In May and June of this year, Michael Keating and I edited a policy series ‘Fairness, Opportunity and Security’. This policy series has now been published in book form.
We were and remain concerned about the policy vacuum in Australia. We are anxious that the debate on policy reform continue.
An important contribution to this debate has now been made by a report ‘Australia’s Comparative Advantage’. This report was sponsored by the Australian Academy of the Humanities, The Australian Academy of Science, the Academy of Social Sciences in Australia, and the Australian Academy of Technological Sciences and Engineering. The authors of the report were Professor Glenn Withers, Dr Nitin Gupta, Ms Lyndal Curtis and Ms Natalie Larkins. In releasing the report, Professor Glenn Withers said ‘Australia has achieved much over recent decades but there are substantial challenges ahead, including the risk of economic slow-down with the ending of the mining investment boom.’
The conclusions of this report were as follows:
When considering what the future may bring, this report has found that thinking that tomorrow will be more of the same as today is not good enough. All possibilities need to be contemplated. In choosing how we face that unknown, and in some cases, unknowable future, a broad approach is necessary to make sure that the foundations with which we will face the new challenges are enhanced for whatever may come.

TASK SET |
• 1. Translate into French this sentence from the excerpt on Australian policy reform: "We are anxious that the debate on policy reform continue."
• 2. According to the excerpt on Australian policy reform, what risk did Professor Glenn Withers name when he released the report?
• 3. List every author of the report "Australia's Comparative Advantage" named in the excerpt on Australian policy reform.
The rows that follow are separate material and have no connection to the excerpt on Australian policy reform.

DATASET RECORDS |
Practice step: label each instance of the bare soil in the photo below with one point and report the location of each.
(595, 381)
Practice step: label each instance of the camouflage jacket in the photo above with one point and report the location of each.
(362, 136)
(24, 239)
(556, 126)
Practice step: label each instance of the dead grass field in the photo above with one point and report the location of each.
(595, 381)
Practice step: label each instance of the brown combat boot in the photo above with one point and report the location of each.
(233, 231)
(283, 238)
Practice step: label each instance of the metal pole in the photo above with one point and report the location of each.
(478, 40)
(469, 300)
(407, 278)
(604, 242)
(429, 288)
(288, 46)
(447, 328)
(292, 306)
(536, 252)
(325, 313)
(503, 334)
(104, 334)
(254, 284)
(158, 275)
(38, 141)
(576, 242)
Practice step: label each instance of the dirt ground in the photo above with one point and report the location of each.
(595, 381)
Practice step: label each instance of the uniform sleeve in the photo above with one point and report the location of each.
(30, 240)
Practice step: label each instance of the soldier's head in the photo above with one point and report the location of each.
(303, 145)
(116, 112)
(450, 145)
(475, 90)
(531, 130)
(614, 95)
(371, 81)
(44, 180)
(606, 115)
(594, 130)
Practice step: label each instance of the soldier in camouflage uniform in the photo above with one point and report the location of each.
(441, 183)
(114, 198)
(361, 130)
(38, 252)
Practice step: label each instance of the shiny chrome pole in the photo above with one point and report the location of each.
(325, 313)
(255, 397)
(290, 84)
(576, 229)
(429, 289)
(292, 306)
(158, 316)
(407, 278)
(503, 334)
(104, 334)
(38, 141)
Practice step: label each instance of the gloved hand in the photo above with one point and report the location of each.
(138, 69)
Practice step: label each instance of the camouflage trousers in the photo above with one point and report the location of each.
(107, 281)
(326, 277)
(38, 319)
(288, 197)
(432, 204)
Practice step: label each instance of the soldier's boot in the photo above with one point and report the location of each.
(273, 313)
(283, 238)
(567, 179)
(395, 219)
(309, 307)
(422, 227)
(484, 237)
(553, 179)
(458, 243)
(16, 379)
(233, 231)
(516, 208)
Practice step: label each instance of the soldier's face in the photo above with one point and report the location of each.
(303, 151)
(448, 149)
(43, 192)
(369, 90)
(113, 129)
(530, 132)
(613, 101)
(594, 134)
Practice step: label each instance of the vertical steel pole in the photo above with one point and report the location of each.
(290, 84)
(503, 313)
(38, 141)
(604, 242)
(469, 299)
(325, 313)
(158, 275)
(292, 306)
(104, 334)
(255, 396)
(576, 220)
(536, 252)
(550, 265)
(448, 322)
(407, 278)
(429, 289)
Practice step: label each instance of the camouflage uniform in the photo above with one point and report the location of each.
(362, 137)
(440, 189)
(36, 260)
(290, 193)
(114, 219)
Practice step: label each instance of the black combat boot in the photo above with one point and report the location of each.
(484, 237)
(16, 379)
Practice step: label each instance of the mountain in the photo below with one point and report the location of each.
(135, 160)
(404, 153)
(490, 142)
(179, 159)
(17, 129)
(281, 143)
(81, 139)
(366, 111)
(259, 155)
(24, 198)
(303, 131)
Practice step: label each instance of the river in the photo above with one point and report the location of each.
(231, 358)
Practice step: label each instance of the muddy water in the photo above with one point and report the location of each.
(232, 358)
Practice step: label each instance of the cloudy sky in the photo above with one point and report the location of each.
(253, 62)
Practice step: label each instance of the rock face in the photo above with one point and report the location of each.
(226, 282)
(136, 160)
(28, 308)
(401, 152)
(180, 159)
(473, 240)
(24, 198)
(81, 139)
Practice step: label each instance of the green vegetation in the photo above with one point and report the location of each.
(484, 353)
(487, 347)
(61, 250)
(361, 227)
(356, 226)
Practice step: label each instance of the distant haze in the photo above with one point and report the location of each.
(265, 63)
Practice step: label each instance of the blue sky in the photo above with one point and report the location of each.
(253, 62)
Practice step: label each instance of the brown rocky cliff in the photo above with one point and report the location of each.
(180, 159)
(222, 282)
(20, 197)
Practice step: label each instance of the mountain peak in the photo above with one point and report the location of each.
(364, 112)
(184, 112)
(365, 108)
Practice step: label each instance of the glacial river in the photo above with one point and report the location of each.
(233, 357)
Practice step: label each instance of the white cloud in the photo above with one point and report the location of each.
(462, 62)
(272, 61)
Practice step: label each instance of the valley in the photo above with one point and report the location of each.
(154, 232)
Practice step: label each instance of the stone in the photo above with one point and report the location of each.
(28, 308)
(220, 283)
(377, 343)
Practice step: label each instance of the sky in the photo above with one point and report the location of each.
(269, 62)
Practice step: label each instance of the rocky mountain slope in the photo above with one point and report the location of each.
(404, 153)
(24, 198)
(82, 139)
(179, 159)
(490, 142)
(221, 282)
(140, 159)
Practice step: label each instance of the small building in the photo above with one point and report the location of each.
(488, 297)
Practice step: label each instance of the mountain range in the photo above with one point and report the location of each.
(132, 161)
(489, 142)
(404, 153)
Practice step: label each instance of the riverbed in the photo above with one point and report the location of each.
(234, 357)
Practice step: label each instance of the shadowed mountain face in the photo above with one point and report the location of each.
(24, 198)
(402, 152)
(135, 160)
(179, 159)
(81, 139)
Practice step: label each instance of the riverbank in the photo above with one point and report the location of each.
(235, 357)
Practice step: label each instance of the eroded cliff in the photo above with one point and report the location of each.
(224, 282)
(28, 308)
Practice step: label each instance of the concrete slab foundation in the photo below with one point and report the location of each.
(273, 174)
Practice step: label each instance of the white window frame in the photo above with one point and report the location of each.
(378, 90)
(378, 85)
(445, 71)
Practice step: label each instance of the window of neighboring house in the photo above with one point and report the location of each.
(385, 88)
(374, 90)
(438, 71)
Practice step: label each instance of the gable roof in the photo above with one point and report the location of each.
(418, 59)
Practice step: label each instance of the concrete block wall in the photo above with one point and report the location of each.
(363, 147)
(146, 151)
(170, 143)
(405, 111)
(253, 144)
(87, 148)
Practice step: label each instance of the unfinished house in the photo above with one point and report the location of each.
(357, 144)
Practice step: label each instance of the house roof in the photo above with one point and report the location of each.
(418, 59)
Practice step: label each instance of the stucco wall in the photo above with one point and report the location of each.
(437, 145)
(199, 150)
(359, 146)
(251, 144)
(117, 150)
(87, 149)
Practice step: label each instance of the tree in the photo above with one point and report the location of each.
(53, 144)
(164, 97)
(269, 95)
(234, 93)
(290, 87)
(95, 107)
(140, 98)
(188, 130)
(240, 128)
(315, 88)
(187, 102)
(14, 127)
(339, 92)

SOLUTIONS TO THE PROBLEMS |
• 1. Nous tenons à ce que le débat sur la réforme des politiques se poursuive.

• 2. The risk of economic slow-down with the ending of the mining investment boom.

• 3. Professor Glenn Withers, Dr Nitin Gupta, Ms Lyndal Curtis, Ms Natalie Larkins